_Directions_.
Turn the stretch of lines from the one containing "Where can the yellow" through the last line into a numbered list, leaving out any blank lines.

_Dataset rows_.
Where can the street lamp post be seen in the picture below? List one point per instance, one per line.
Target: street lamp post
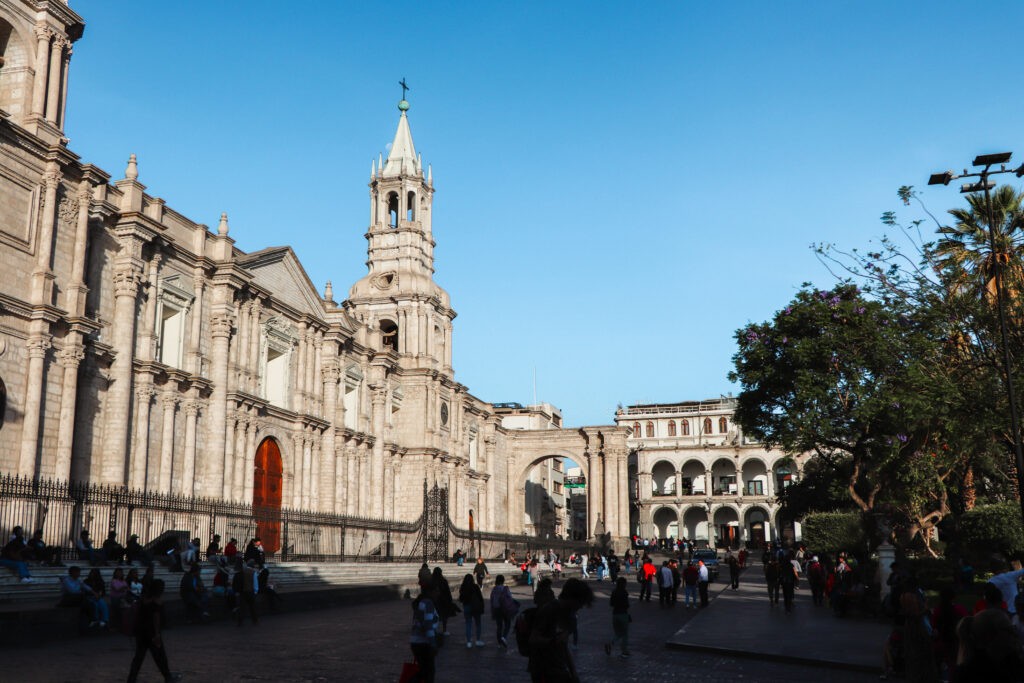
(984, 184)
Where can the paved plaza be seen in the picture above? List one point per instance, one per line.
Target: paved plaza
(369, 642)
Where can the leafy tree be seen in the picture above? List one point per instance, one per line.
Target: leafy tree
(853, 380)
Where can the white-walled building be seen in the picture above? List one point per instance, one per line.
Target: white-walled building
(693, 474)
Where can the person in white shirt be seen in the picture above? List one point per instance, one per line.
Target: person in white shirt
(1006, 581)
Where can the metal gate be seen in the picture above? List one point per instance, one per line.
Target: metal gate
(435, 523)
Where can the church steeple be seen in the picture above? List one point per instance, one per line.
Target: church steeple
(398, 299)
(400, 197)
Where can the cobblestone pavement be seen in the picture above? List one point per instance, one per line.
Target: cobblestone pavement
(369, 642)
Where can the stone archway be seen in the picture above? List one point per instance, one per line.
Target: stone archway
(600, 453)
(267, 488)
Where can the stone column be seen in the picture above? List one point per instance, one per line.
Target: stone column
(300, 372)
(38, 345)
(208, 468)
(196, 332)
(232, 478)
(297, 470)
(71, 356)
(53, 79)
(254, 341)
(611, 495)
(147, 335)
(389, 491)
(376, 482)
(624, 496)
(139, 459)
(596, 487)
(249, 468)
(242, 347)
(187, 484)
(230, 425)
(43, 37)
(314, 473)
(169, 401)
(328, 488)
(352, 473)
(126, 281)
(75, 296)
(65, 70)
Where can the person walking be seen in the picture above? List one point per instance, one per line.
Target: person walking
(503, 609)
(550, 658)
(702, 580)
(787, 581)
(148, 633)
(816, 580)
(733, 563)
(480, 571)
(771, 579)
(425, 634)
(247, 587)
(472, 608)
(620, 620)
(647, 571)
(690, 578)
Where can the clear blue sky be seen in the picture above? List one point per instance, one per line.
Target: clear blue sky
(620, 185)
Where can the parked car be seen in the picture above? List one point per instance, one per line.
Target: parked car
(710, 558)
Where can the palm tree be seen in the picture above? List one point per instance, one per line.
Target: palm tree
(965, 251)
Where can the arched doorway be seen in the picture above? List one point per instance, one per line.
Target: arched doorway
(267, 485)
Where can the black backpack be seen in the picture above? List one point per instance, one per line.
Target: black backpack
(523, 630)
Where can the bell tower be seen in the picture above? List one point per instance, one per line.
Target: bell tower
(404, 309)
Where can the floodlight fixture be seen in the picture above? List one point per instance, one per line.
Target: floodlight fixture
(977, 186)
(990, 160)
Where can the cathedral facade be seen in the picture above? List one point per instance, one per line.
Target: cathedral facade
(139, 348)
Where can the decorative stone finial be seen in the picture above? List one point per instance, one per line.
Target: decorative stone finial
(132, 171)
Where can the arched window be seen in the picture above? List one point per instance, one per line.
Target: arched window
(15, 61)
(392, 210)
(389, 336)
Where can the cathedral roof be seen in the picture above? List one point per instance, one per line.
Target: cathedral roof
(401, 160)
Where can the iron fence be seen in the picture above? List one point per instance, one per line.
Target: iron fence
(62, 509)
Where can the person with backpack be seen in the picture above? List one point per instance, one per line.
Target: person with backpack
(551, 627)
(645, 573)
(503, 609)
(425, 636)
(620, 620)
(771, 579)
(472, 607)
(816, 580)
(148, 633)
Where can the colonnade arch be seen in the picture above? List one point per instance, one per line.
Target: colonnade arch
(600, 453)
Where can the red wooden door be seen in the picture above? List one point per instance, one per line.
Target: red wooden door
(267, 484)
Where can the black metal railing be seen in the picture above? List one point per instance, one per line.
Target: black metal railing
(62, 509)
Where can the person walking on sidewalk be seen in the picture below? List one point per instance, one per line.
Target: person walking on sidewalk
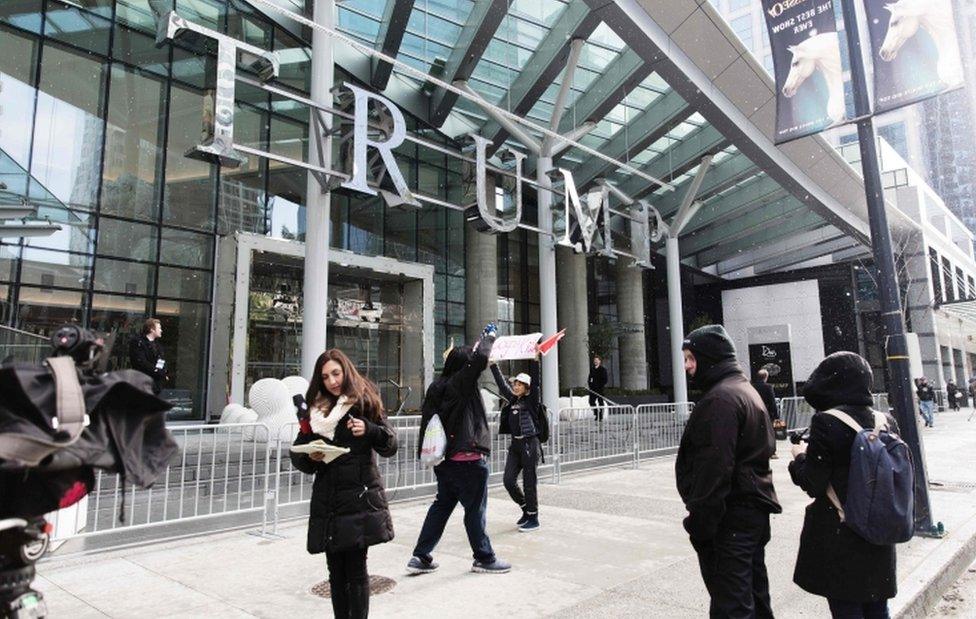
(596, 383)
(926, 401)
(463, 475)
(768, 396)
(348, 511)
(857, 577)
(723, 477)
(952, 394)
(520, 418)
(146, 353)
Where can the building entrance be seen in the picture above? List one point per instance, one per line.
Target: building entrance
(380, 314)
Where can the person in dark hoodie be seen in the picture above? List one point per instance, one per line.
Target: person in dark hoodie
(856, 576)
(463, 475)
(766, 392)
(724, 479)
(520, 418)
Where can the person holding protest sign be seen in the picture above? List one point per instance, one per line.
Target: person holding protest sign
(463, 475)
(521, 418)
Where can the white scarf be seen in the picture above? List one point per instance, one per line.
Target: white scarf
(325, 424)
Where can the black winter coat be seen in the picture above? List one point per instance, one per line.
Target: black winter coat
(768, 396)
(724, 453)
(349, 507)
(530, 404)
(833, 561)
(143, 355)
(457, 399)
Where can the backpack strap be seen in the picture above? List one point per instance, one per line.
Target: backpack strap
(70, 418)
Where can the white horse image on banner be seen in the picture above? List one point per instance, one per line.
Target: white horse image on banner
(821, 52)
(935, 17)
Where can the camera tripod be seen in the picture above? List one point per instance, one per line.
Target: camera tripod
(22, 543)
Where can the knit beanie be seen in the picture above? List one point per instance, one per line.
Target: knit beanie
(842, 378)
(711, 342)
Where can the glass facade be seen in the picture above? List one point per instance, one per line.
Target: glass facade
(95, 123)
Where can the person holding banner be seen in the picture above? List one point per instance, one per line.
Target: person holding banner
(462, 477)
(348, 511)
(521, 418)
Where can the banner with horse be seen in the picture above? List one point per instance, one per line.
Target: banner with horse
(807, 66)
(915, 51)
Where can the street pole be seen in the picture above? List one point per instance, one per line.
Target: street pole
(315, 302)
(899, 386)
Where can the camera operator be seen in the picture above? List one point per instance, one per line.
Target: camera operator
(856, 576)
(146, 353)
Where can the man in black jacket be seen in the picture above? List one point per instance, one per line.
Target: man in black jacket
(463, 475)
(597, 382)
(146, 354)
(766, 392)
(724, 479)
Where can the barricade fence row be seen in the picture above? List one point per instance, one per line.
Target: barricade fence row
(245, 470)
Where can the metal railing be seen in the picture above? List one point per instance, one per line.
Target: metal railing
(233, 475)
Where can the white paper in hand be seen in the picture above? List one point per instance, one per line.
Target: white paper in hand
(435, 442)
(319, 446)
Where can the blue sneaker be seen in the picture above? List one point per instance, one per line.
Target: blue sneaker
(419, 565)
(495, 567)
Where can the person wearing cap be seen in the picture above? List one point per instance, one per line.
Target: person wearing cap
(520, 418)
(723, 477)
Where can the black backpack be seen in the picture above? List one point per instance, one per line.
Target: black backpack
(542, 424)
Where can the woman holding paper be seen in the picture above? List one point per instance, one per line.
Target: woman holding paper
(348, 513)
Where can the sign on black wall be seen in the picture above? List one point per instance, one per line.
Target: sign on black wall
(915, 50)
(806, 61)
(775, 359)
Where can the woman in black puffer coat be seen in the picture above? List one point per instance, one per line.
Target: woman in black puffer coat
(856, 576)
(349, 511)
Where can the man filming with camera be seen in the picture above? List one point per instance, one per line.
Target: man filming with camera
(146, 353)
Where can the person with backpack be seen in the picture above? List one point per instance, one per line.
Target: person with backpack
(348, 512)
(855, 575)
(522, 418)
(723, 476)
(462, 477)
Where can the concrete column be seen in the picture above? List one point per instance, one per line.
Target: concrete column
(317, 202)
(630, 313)
(571, 293)
(480, 282)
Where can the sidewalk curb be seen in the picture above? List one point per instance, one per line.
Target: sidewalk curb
(925, 585)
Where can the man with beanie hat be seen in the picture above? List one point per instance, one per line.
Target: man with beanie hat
(724, 479)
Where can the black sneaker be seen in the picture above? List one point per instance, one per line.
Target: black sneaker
(418, 565)
(495, 567)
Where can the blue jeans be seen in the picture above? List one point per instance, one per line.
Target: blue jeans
(465, 483)
(928, 409)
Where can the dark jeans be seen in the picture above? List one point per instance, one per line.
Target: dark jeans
(858, 610)
(523, 457)
(733, 565)
(597, 403)
(349, 583)
(465, 483)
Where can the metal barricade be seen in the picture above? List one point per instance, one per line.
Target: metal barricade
(595, 436)
(219, 470)
(796, 412)
(659, 428)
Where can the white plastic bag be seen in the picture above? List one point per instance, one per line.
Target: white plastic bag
(435, 442)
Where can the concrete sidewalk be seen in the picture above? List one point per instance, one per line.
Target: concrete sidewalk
(611, 545)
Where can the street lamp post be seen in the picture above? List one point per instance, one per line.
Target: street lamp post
(899, 386)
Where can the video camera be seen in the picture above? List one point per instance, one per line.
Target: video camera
(59, 421)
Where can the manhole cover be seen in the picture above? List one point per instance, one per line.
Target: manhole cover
(377, 585)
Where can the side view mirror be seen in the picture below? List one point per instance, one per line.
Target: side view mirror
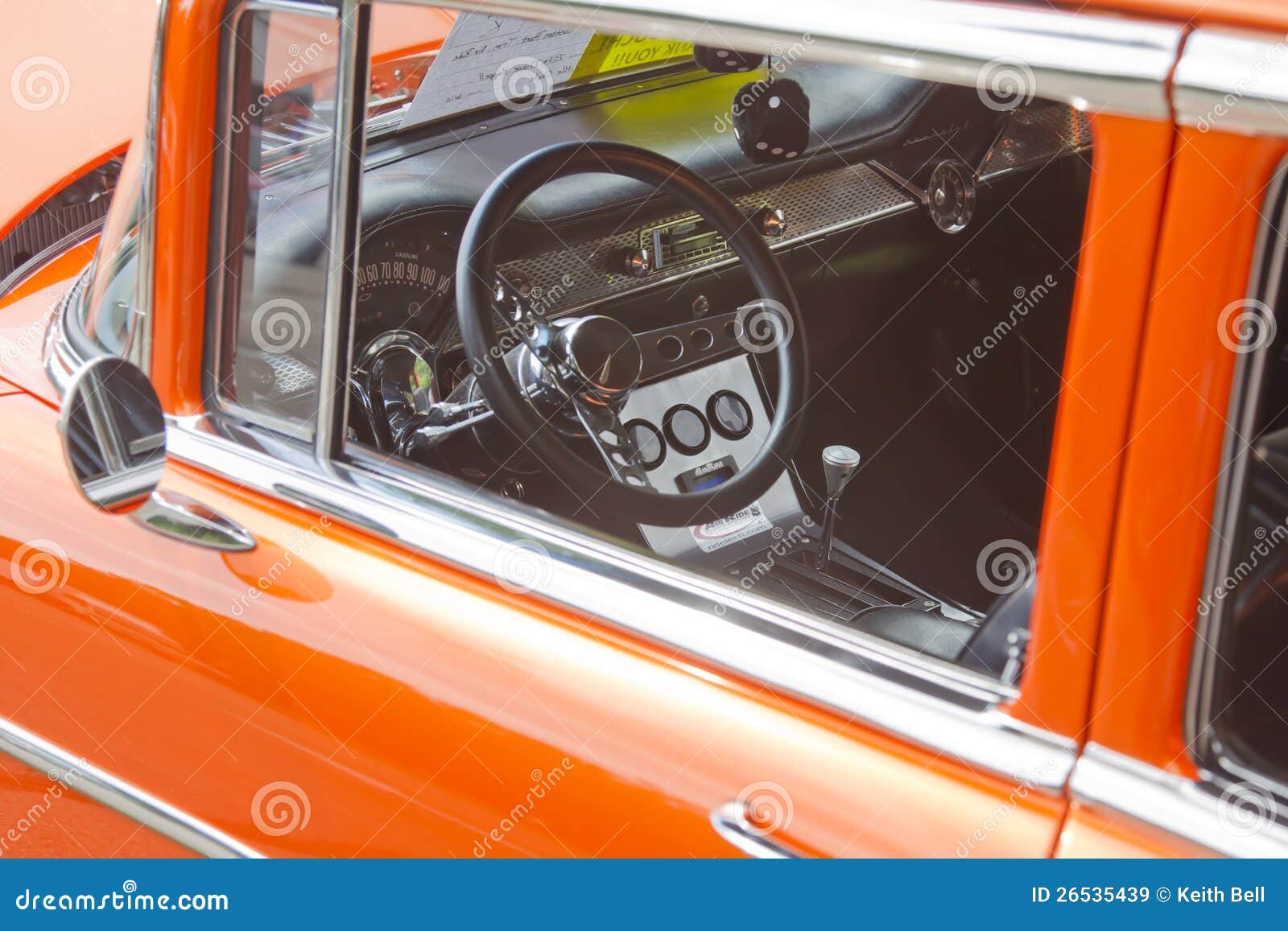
(114, 435)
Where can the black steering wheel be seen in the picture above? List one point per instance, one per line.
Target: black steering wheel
(540, 377)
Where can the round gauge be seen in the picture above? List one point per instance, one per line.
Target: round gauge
(729, 414)
(648, 441)
(951, 196)
(405, 282)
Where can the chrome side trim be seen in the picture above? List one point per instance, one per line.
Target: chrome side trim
(1172, 804)
(733, 826)
(1095, 62)
(933, 705)
(118, 795)
(1228, 80)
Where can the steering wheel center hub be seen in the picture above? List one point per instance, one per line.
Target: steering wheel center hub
(603, 356)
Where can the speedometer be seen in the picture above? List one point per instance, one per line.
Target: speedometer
(405, 282)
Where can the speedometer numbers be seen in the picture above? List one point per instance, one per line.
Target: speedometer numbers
(403, 283)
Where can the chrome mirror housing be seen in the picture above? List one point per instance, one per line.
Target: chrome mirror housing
(114, 435)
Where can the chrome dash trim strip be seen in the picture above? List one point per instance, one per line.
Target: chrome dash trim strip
(1232, 80)
(1098, 62)
(1117, 783)
(948, 710)
(119, 795)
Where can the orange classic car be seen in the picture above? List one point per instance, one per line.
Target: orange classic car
(647, 428)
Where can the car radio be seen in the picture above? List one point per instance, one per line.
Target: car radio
(683, 241)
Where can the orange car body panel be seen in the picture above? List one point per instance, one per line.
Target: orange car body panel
(44, 818)
(1118, 241)
(85, 71)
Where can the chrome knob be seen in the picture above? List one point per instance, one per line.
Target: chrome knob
(772, 222)
(840, 463)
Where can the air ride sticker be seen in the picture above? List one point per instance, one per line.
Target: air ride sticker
(719, 533)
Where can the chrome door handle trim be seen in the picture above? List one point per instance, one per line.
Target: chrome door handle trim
(732, 823)
(191, 521)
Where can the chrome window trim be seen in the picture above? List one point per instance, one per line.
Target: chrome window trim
(139, 338)
(1120, 785)
(1217, 84)
(118, 795)
(1092, 61)
(341, 296)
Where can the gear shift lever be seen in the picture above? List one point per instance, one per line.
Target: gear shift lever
(840, 463)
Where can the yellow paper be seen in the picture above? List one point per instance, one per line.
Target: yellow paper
(615, 53)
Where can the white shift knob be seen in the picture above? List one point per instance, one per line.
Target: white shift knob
(840, 463)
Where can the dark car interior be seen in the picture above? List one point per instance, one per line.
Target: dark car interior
(927, 244)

_Correct answer_.
1. Where can the yellow paper be seen in the picture above? List one point per instance, one per line.
2. Target: yellow paper
3. (615, 53)
4. Where can the white shift knob be seen in the picture above? List one point per instance, one per line.
5. Target: white shift knob
6. (840, 463)
7. Where can the dark car interior be seen in the picture above? List one point per instance, one per line.
8. Target: dark car interior
9. (927, 244)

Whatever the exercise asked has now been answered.